> Data listing
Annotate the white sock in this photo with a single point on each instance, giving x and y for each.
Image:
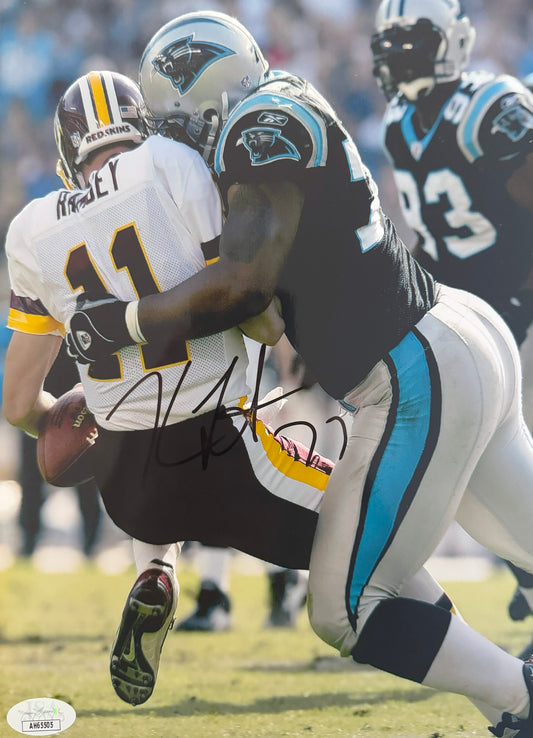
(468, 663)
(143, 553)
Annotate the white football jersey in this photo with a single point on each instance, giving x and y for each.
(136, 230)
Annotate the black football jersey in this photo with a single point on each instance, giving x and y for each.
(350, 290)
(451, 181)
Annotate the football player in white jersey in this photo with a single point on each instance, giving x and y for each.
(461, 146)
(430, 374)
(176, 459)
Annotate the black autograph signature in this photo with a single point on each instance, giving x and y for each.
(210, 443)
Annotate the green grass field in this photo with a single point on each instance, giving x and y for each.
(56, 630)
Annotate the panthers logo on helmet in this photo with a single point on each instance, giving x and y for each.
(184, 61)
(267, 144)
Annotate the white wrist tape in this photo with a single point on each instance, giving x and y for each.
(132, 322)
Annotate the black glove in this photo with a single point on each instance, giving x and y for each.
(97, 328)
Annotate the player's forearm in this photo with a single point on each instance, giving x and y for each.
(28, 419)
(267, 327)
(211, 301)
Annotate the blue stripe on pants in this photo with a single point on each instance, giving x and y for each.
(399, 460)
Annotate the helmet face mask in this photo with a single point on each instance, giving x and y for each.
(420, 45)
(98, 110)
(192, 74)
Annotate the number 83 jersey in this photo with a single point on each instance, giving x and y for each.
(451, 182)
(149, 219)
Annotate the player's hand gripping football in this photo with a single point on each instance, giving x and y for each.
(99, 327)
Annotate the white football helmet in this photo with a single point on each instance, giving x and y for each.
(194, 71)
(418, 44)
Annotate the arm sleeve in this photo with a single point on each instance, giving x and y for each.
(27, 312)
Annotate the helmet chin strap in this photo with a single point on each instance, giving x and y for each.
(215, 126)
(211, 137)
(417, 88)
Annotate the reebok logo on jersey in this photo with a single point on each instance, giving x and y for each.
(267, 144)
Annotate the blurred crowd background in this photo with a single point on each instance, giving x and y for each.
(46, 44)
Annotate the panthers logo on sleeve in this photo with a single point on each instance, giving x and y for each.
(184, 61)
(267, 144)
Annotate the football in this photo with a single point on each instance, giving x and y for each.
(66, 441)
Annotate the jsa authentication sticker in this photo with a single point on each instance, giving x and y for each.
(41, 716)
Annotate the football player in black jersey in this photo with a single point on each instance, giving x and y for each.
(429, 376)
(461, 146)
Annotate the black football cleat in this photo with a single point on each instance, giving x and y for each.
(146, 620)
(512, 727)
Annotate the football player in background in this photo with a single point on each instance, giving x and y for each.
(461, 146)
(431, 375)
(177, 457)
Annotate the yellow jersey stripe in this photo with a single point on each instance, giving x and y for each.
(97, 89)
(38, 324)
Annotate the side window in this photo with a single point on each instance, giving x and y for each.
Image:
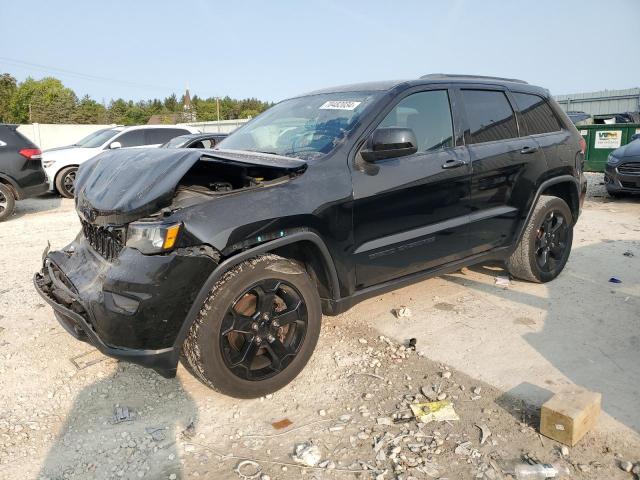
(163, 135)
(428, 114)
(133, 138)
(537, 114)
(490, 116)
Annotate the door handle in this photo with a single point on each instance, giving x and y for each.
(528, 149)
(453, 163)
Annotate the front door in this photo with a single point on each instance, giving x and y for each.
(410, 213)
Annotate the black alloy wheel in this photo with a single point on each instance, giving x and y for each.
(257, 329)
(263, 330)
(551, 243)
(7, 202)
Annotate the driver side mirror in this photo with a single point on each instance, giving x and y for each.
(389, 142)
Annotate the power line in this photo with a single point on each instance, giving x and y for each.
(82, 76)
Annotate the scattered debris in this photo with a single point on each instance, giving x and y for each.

> Your instructions
If an entry contains an image, print the rest of that entry exactly and leave the image out.

> Written response
Annotate the white sock in this photo with a single point on each instance, giving x and y for each.
Image:
(468, 663)
(143, 553)
Annotate the white football jersey in this photo with a single point on each instance, giving x and y for each.
(136, 230)
Annotate the black football jersey in this photo with a single point on each instance, giving x and y for each.
(350, 290)
(451, 181)
Annotate the football player in white jersey in this photo with a single point on each instance, giving x and y for each.
(461, 146)
(430, 374)
(176, 459)
Annotate the black autograph signature in this photo with a single point on each instance, giving x and y for each.
(210, 443)
Annotate the green grass field in this photo with a single point on each instance, giving x and y for each.
(56, 630)
Annotate the panthers logo on helmet in this photo with a single point on each instance, giving x and y for each.
(184, 61)
(267, 144)
Annotate the white wrist tape in this photo with a single point on each instance, giving x and y for each.
(132, 322)
Annotate the black glove in this photo with a single point on each instance, giving x and y for each.
(97, 328)
Annotate the player's forearm in this photo with a single point on each instance, giving x and y for each.
(28, 419)
(267, 327)
(211, 301)
Annotate the blue stripe on pants in this photo with a single point on each instance, giving x and y for each.
(399, 460)
Annotate the helmet face mask in this photo with a single point on each instance, giving x and y for each.
(420, 45)
(98, 110)
(192, 74)
Annotate the number 83 jersey in this photo with a single point on each instance, giving x and y for each.
(451, 182)
(149, 219)
Annotate the player's hand gripping football in this photo with a single point on each instance, giving x and y for each.
(99, 327)
Annotate the white football helmet in this photo with a single point on each instance, giving x and y for each.
(194, 71)
(418, 44)
Annotate the arm sleeve in this photo with a single point on each instance, giving x and y for each.
(27, 312)
Annotate the helmet chin strap in this photo with a single point on each instance, giving x and y for each.
(215, 126)
(211, 137)
(417, 88)
Annotate the reebok logo on jersey in this photo with a single point on each instance, giving x and y for each.
(267, 144)
Annotate the blurred crowd background in this photo with a single point on each instance, giving x and y for each.
(46, 44)
Annotate the panthers logo on sleeve in this photo with a single point on each instance, giving x and y for each.
(184, 61)
(267, 144)
Annotate the football in this photo with a single point on each instance, giving x and y for each.
(66, 441)
Annotate the jsa authentication sticker in this photo with a single point on each instance, giving x and y for each.
(41, 716)
Annotate the football player in black jersey in this photo with a single point on each instance, giving x and y for each.
(429, 376)
(461, 146)
Annotate the black football cleat in this photo with a single point on each instance, giving x and y for each.
(146, 620)
(512, 727)
Annotate the football player in background in this photo with a single point on each instance, giving x and y for each.
(461, 146)
(431, 375)
(177, 457)
Annotate the yellow jersey stripe in this photo with a single point on each instance, giving x and y for each.
(97, 89)
(38, 324)
Annotate the side window in this photo with a single point on each instance, giving x and y for each.
Image:
(163, 135)
(428, 114)
(133, 138)
(537, 114)
(490, 116)
Annotate the door handle in this photo with a single point on each instance, giving x and y for each.
(528, 149)
(453, 163)
Annotate the front door in this photo with a single point on each instance, giving x and y for each.
(410, 213)
Annotate the black alloy wheel in this photo with a single point on each instance, giving x and y for each.
(257, 329)
(263, 330)
(551, 243)
(7, 202)
Annotate the driver side mirror in this photo with a single point on each instance, giving x and y for each.
(389, 142)
Annotate the power line in this photo with a single point on each instance, giving x and y for each.
(82, 76)
Annotate the scattered debris in this photo with a single point on each instance, giving x and y for each.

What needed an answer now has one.